— begin MATERIAL FOR THIS TASK —
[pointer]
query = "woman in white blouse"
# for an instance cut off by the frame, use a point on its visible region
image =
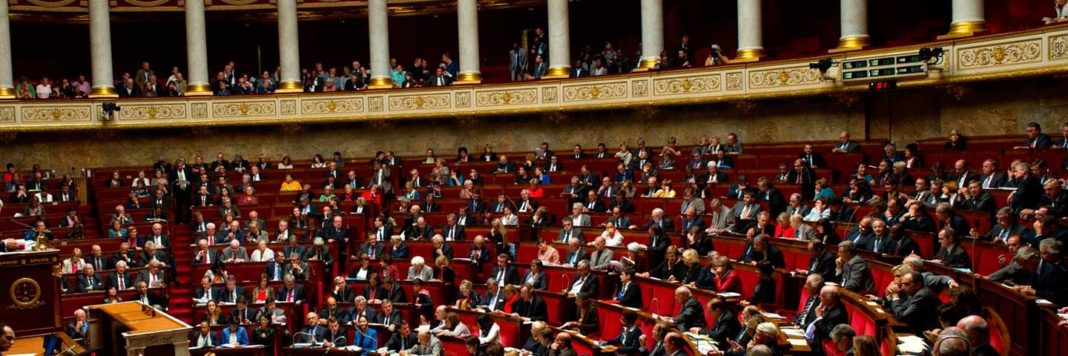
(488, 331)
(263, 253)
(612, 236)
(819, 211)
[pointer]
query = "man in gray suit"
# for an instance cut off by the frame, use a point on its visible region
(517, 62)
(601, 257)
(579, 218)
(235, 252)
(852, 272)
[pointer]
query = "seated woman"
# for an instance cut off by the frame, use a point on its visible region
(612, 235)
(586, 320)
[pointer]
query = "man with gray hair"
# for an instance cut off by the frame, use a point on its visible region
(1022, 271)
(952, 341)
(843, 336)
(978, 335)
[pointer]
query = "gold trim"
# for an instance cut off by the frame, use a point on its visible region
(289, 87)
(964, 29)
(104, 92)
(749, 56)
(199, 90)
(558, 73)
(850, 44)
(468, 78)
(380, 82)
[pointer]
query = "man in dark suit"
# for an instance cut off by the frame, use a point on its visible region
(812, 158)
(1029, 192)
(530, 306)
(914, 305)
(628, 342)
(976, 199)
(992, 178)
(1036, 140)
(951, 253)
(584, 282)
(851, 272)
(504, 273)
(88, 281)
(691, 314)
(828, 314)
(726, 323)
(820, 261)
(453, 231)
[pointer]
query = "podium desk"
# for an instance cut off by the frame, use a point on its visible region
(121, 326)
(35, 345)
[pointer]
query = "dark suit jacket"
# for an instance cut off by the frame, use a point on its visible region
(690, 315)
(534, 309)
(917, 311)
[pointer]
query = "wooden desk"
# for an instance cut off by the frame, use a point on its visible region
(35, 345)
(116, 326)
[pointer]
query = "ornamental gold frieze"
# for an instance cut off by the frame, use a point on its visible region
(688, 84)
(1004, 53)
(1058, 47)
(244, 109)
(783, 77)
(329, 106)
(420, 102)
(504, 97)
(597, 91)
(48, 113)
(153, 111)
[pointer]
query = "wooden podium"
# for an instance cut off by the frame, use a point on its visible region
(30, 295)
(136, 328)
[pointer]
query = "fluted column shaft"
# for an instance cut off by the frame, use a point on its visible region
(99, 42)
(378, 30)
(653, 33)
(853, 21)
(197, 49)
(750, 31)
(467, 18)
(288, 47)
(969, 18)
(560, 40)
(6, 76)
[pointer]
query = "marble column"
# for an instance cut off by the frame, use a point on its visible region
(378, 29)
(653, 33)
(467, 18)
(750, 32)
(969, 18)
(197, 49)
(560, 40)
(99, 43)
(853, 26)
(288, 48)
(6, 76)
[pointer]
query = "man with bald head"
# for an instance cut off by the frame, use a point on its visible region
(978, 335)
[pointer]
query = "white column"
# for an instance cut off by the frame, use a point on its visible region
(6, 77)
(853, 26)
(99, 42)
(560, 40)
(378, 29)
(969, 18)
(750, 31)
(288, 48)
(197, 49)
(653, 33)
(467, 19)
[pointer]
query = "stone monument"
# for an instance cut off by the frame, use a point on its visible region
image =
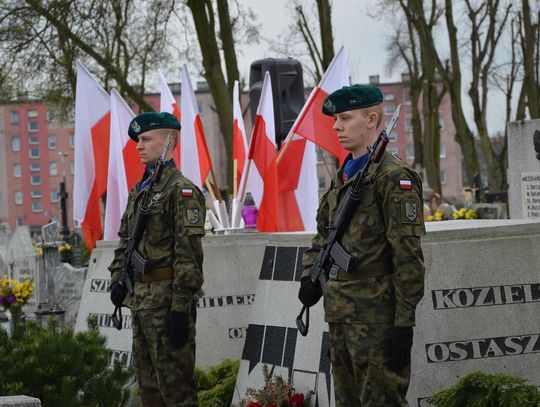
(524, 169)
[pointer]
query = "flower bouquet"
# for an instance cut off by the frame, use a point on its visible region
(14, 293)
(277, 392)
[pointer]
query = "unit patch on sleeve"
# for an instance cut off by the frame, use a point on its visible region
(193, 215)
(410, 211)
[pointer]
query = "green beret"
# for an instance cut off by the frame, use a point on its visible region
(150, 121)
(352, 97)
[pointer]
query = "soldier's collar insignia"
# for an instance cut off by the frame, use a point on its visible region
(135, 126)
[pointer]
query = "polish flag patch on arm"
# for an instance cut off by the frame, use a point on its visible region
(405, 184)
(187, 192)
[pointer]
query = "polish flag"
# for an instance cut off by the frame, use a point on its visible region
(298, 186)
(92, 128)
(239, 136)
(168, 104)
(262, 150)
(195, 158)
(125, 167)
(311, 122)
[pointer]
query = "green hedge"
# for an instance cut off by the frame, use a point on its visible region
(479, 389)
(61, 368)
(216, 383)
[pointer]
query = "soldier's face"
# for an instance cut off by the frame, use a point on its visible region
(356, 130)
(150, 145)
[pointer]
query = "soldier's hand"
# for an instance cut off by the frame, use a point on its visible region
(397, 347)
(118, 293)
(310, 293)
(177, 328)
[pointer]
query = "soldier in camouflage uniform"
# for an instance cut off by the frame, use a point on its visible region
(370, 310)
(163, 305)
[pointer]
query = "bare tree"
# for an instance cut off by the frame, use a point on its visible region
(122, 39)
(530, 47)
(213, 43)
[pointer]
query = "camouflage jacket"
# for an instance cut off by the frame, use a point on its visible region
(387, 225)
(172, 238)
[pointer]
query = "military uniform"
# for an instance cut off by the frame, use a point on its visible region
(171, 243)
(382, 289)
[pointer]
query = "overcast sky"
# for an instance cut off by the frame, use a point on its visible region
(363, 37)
— end MATERIAL FOR THIS TASK —
— begin MATERIAL FOR THIS TASK —
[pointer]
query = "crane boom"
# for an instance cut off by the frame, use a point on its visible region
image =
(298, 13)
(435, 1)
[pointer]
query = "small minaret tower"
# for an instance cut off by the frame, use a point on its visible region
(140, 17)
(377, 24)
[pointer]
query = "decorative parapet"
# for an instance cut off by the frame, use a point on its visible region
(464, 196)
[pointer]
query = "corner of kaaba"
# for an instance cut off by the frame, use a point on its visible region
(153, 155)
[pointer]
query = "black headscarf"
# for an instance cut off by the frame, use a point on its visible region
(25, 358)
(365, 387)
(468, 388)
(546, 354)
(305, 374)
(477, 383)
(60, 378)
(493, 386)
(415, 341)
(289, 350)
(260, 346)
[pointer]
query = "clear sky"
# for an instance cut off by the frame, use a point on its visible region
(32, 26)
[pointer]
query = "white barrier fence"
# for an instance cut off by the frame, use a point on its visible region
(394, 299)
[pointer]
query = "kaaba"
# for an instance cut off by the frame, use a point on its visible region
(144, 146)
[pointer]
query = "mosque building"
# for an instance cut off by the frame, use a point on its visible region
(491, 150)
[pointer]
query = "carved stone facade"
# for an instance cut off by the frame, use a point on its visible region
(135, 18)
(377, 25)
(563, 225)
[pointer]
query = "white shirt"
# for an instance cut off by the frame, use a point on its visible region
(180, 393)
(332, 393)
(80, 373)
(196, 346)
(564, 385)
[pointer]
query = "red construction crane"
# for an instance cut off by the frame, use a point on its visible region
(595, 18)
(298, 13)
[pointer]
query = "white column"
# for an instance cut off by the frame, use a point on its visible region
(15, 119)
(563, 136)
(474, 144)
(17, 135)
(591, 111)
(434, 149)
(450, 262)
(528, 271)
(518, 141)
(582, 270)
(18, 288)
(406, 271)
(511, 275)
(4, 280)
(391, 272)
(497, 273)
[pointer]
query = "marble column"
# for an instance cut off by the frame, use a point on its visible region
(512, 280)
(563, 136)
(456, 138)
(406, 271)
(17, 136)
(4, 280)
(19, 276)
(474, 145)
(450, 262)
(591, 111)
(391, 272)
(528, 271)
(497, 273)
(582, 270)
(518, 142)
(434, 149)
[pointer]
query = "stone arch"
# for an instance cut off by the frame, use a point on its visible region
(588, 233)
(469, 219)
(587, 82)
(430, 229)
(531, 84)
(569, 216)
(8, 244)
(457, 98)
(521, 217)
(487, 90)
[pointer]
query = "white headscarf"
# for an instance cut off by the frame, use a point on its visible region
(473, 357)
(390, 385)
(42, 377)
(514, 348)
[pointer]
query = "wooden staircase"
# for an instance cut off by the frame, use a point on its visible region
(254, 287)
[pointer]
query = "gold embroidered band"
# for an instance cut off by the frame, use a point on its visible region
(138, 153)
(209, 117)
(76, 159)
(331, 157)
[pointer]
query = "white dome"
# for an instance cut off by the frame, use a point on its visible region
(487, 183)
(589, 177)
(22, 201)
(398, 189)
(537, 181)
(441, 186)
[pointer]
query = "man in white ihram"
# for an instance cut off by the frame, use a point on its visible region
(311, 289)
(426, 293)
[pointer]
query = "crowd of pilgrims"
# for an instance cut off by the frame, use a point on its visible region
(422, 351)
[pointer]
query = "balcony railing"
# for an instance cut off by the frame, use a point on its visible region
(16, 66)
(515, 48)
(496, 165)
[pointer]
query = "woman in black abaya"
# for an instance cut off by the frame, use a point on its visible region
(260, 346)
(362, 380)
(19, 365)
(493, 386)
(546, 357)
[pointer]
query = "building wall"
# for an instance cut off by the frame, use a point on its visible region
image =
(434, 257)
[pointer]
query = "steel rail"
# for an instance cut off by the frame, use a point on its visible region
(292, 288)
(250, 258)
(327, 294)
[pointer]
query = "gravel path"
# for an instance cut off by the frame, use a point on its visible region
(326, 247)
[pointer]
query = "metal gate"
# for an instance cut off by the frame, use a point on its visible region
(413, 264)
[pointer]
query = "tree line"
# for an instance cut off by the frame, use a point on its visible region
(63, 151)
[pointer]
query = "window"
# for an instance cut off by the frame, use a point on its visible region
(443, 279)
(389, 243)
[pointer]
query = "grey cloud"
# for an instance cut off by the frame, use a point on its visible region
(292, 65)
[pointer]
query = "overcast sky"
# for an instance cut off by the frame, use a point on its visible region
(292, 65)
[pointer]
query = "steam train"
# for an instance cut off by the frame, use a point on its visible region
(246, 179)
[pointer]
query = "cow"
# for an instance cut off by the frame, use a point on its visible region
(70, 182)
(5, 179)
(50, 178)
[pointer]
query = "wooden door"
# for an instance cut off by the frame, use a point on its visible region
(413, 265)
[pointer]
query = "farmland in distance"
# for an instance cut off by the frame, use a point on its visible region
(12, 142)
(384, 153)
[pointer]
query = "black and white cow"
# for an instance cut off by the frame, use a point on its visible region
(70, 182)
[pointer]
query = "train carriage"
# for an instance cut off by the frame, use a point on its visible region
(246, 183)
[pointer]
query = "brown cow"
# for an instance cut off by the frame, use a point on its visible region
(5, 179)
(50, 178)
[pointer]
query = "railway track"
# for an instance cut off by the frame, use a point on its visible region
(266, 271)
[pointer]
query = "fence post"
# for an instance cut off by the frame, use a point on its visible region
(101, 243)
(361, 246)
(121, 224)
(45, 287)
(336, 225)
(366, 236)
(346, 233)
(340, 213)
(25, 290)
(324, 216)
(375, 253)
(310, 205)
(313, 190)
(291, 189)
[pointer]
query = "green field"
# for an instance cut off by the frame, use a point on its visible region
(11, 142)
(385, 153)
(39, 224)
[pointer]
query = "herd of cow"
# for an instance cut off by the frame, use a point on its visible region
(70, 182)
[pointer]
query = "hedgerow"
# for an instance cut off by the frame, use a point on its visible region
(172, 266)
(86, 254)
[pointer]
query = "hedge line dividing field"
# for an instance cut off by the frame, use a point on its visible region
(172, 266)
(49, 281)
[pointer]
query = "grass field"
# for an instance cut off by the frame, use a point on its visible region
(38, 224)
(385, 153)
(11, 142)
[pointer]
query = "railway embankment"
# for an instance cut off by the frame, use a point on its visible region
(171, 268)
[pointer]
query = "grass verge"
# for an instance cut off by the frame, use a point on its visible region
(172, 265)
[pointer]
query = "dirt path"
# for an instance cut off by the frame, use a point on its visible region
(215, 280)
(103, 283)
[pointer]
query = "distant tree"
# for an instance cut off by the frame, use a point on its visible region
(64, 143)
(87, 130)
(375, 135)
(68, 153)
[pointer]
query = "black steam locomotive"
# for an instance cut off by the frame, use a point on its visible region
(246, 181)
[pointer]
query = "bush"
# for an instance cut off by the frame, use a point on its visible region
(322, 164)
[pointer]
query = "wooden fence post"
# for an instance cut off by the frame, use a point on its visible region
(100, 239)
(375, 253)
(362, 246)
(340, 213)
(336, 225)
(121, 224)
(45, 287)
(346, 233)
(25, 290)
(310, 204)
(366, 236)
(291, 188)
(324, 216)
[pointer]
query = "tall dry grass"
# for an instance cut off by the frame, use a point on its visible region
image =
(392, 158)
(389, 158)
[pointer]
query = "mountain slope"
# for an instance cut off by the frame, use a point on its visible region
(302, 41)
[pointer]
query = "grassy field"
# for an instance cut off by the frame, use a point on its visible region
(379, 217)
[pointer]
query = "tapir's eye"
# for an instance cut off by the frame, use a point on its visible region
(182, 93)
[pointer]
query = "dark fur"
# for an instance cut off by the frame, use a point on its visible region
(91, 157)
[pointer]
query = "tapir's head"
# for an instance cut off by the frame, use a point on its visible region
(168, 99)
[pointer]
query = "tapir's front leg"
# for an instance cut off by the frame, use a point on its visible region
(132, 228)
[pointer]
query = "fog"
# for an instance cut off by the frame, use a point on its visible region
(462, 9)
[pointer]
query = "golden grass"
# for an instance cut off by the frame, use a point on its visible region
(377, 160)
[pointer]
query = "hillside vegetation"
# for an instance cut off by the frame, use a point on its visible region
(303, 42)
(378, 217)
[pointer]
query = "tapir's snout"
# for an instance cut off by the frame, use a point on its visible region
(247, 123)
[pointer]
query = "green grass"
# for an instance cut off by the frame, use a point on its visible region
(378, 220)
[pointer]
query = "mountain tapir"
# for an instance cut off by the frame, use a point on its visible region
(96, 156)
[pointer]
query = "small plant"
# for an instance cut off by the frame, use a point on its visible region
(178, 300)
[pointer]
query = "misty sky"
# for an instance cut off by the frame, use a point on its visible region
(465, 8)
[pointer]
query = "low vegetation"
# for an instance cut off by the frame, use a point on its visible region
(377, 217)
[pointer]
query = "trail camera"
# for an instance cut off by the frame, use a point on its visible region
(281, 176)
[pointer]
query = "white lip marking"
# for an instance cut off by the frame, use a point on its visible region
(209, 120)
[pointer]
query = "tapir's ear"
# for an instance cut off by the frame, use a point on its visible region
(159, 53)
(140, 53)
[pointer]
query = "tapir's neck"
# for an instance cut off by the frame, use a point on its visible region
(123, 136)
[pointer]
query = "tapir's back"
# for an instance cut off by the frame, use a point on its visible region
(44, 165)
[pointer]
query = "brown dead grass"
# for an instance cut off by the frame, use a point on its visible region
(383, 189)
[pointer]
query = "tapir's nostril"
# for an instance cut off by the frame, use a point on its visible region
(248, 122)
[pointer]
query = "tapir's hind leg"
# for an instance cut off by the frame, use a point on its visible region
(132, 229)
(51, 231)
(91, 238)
— end MATERIAL FOR THIS TASK —
— begin MATERIAL FOR THIS TASK —
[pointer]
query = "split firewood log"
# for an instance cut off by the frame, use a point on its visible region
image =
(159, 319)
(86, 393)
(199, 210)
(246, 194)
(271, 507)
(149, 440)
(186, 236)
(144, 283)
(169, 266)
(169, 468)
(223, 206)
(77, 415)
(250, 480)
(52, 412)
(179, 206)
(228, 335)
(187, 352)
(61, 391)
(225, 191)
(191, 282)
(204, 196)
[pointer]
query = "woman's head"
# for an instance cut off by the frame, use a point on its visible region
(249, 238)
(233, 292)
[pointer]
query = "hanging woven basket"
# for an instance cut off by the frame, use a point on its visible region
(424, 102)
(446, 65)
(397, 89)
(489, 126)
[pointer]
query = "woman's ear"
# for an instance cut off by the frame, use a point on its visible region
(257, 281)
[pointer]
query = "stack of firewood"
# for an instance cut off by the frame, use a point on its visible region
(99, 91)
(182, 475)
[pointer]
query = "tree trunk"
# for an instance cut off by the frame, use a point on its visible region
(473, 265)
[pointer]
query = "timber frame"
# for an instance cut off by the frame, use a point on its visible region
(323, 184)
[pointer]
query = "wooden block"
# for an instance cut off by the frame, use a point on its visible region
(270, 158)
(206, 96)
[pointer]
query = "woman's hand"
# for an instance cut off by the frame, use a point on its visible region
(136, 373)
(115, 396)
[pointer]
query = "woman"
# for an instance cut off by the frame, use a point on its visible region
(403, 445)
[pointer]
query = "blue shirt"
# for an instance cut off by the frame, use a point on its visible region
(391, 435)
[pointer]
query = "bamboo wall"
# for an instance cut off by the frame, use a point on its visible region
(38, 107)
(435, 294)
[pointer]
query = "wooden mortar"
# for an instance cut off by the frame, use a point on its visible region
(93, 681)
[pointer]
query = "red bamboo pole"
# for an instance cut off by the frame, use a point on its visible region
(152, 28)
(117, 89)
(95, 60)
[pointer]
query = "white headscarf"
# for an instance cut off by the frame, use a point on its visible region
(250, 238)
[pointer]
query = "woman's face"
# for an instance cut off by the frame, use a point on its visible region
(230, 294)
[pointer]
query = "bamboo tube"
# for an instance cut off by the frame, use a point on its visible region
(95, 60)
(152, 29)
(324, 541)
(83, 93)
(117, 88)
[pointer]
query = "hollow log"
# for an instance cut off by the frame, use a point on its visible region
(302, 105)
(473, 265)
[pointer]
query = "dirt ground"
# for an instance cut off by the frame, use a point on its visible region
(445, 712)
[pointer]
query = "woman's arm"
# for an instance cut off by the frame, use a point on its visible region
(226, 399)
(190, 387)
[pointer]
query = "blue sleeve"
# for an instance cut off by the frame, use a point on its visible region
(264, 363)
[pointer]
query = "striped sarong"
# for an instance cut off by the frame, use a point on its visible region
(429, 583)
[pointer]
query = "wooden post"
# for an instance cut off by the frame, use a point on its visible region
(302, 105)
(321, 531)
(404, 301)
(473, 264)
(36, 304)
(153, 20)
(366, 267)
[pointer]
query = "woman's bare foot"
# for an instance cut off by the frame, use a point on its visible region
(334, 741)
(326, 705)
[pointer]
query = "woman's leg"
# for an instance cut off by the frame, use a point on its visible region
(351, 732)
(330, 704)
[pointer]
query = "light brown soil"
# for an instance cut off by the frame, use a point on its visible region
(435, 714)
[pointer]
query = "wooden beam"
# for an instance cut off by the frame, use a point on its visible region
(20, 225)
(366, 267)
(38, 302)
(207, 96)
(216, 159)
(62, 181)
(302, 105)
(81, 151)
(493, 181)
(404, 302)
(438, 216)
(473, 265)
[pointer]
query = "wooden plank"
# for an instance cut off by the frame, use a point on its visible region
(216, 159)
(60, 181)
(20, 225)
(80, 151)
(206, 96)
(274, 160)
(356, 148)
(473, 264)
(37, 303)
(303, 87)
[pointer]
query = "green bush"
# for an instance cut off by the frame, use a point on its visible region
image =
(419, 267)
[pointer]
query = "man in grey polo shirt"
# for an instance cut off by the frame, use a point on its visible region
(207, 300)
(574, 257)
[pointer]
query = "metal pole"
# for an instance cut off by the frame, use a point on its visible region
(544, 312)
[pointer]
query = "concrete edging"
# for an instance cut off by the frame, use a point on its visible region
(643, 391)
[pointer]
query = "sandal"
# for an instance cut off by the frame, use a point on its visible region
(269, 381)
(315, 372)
— end MATERIAL FOR THIS TASK —
Count the lines of the rows above that contain the string "green". Give only the number.

| EXERCISE OUTPUT |
5